* _Exercise_: Return every line of the listing below word for word, changing nothing.

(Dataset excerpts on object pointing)

** START **

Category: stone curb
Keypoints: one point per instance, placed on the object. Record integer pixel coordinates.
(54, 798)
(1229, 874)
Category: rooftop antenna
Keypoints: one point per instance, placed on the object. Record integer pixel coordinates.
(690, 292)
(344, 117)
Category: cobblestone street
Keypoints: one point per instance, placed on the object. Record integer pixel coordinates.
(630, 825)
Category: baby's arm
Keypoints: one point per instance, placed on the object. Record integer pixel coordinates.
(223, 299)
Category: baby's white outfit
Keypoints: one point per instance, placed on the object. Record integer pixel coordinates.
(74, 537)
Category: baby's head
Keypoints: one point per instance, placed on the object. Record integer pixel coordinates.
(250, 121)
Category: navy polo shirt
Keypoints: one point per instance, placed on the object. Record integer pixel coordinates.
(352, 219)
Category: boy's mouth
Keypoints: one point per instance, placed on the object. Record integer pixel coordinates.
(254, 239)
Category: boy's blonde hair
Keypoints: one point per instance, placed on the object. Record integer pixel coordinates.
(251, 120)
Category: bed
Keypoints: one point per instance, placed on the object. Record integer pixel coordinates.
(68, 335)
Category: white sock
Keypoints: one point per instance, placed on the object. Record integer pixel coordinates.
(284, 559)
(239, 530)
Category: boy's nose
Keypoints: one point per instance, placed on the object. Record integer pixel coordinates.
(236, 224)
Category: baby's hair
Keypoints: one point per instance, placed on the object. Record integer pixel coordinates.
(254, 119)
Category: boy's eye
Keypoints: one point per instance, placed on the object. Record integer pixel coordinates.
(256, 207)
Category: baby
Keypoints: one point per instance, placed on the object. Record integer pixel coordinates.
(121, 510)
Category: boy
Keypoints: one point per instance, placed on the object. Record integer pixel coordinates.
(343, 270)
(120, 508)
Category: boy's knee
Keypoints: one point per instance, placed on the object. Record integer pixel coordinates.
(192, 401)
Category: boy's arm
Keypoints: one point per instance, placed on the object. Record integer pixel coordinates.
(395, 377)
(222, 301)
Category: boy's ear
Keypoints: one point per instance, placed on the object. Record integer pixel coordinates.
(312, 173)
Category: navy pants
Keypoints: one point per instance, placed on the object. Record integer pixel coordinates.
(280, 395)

** END **

* _The answer_:
Category: stone curb
Keypoints: one point per instance, placed on the object. Record integer pixel coordinates.
(54, 798)
(1229, 874)
Category: rooftop antenna
Keypoints: one point per instance, placed on the object. Record integer pixel coordinates.
(690, 292)
(344, 117)
Category: cobblestone street
Keypoints: one point per instance, placed on the object. Record integer pixel coordinates.
(630, 825)
Category: baby's arm
Keypoints: one point per instance, placed on the object. Record integer pixel coordinates.
(223, 299)
Category: baby's white outfit
Keypoints: one point per instance, placed on the object. Record integer pixel coordinates.
(74, 537)
Category: baby's head
Keypoints: one point per instance, placed on the object. Record integer pixel coordinates.
(250, 121)
Category: navy polo shirt
Keypoints: one point per instance, placed on the object. Record integer pixel coordinates.
(352, 219)
Category: boy's mouth
Keypoints: one point per instance, placed on the object. Record integer pixel coordinates.
(254, 239)
Category: boy's blonde hair
Keypoints: one point per instance, placed on the object. Record integer pixel coordinates.
(251, 120)
Category: bed
Keypoints: one point per instance, placed on the object. Record integer pixel coordinates.
(68, 335)
Category: white sock
Keypoints: one point per instance, placed on the object. Record integer pixel coordinates.
(284, 559)
(239, 530)
Category: boy's nose
Keypoints: one point per instance, placed on the object. Record integer pixel coordinates.
(236, 224)
Category: baby's hair
Keypoints: one point per instance, placed on the object. Record integer pixel coordinates.
(254, 119)
Category: boy's eye
Keypoints: one point per instance, placed on the object. Record integer pixel coordinates.
(256, 207)
Category: baby
Keypoints: one point per instance, placed on the object. Record integer pixel coordinates.
(121, 510)
Category: boy
Keypoints: one point per instance, placed on the object. Record integer pixel coordinates.
(343, 270)
(120, 508)
Category: boy's knee
Keypoints: one point per instance, placed on the object. Record integer pixel coordinates.
(192, 401)
Category: boy's arm
Keypoints: one point per instance, placed on the object. Record integer pixel coordinates.
(395, 377)
(222, 301)
Category: boy's ear
Keypoints: one point per instance, placed on the object. Record integer pixel coordinates.
(312, 173)
Category: navy pants
Keypoints: one point per instance, placed on the object. Record integer pixel coordinates.
(280, 395)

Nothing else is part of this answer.